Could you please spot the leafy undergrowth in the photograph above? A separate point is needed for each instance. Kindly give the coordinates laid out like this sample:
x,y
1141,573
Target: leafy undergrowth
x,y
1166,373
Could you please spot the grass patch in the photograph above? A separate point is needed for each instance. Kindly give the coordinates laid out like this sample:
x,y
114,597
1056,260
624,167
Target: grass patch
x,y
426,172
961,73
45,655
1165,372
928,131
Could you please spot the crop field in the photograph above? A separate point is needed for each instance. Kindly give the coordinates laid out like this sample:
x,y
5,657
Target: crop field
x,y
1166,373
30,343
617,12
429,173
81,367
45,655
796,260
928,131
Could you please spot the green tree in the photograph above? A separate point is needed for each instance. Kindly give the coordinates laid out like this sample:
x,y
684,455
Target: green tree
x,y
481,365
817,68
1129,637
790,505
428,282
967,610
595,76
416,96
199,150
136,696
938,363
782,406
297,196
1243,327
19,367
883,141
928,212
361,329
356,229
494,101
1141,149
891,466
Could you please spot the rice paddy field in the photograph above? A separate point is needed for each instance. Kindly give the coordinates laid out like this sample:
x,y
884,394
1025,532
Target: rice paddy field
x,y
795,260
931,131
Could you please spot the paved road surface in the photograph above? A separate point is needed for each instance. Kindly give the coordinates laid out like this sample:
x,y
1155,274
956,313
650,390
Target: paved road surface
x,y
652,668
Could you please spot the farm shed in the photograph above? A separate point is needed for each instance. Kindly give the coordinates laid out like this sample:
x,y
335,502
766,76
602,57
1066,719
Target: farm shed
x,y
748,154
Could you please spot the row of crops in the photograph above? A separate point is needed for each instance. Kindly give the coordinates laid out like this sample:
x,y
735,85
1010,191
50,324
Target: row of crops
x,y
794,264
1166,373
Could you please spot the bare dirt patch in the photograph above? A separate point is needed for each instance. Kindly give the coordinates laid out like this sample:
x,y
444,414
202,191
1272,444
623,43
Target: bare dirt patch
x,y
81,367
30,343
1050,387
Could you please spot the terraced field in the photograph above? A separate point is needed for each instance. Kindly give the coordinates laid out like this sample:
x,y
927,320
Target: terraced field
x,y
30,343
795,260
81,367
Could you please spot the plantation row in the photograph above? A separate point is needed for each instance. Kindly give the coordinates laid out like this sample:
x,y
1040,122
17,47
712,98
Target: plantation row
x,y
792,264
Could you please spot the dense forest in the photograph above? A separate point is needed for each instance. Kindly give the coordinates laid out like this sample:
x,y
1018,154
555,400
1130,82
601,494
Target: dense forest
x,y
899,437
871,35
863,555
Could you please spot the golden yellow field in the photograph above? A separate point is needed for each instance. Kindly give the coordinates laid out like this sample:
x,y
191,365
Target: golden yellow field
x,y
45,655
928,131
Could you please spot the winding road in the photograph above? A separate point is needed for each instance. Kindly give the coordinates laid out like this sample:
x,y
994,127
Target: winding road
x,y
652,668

Your goal. Return all of the lines above, unchanged in every character and in the same order.

Task answer.
Could you please spot the leafy undergrowth in the photograph above? A separate point is needed for each instance. Kindly give the coordinates laid out like this sample:
x,y
1141,573
Target: leafy undergrowth
x,y
1166,373
Could you please spot the grass patch in the photograph above? A separate point is needed for each instance. Kindly give the coordinates laid out like this sample:
x,y
114,597
1056,260
624,167
Target: grass patch
x,y
426,172
961,73
45,655
1165,372
928,131
Could you please spot the crop field in the photograph above? A separate point is needed for each instance. Kindly give the coordinates laid out like this sample:
x,y
5,657
Target: crop field
x,y
1166,373
30,343
617,12
429,173
81,367
45,655
796,260
928,131
Could you please spot the green tree in the photograph above? A separate point is needed for each instance. Kindly give the coordinates laid out like this sample:
x,y
684,455
Target: green tree
x,y
481,365
817,68
1129,637
790,505
428,282
967,610
595,76
416,96
199,150
136,696
938,363
782,406
297,196
1243,327
19,367
883,141
928,212
361,329
356,229
494,101
1141,149
891,466
Could you please spot the rice paddy field in the photograph above? A separate point is needed for each instance. Kindly give the coordinates laid out like this sample:
x,y
884,394
1025,532
Target: rice paddy field
x,y
795,260
931,131
Could you please spot the paved road surface in the photograph above? A separate point is needed for each instance. Kindly give the coordinates laid out like this sample:
x,y
1155,274
956,313
650,390
Target: paved road surface
x,y
652,668
Could you please spot the farm shed in the photograph above? A separate point is needed for each instance. Kindly give the coordinates laid out like this sample:
x,y
335,502
766,76
602,57
1066,719
Target: farm shed
x,y
748,154
Could you please spot the row of crops in the photograph above? A separate point is needed for each instance. Kindly give the coordinates laid out like this sample:
x,y
735,85
1010,191
50,324
Target: row of crops
x,y
794,264
1166,373
Could you please spot the bare dirt patch in the photograph above? A separate point is needed for each instance. Kindly give the coordinates laid out like this sample:
x,y
444,414
202,191
1272,444
623,43
Target: bare dirt patch
x,y
81,367
30,343
1050,387
Could you please spot the terraced field in the photograph above? A separate point is needed for each instance. Kindly give the coordinates laid out like this sample:
x,y
927,320
Target: terraced field
x,y
30,343
795,260
81,367
Could you please spot the plantation row in the photograph above? A separate point is needed for each instance. Kindly give the coordinates laid out like this sample:
x,y
1040,122
17,47
712,98
Target: plantation row
x,y
792,264
Could you please spot the dense forest in the photograph above? A separate point is needed for each instance. Kindly give the coordinates laid out like this sample:
x,y
1018,154
555,400
1130,82
601,494
Target: dense forest
x,y
899,437
871,35
863,555
Could you please spot the golden yellow field in the photograph above? A separate point is needed for each instance. Kindly give the coordinates laid out like this sample:
x,y
191,365
Target: golden yellow field
x,y
45,655
928,131
Could you please spot the winding road in the photograph above? A separate point is needed for each instance. Kindly give the coordinates laid out like this sample:
x,y
994,127
Target: winding road
x,y
652,668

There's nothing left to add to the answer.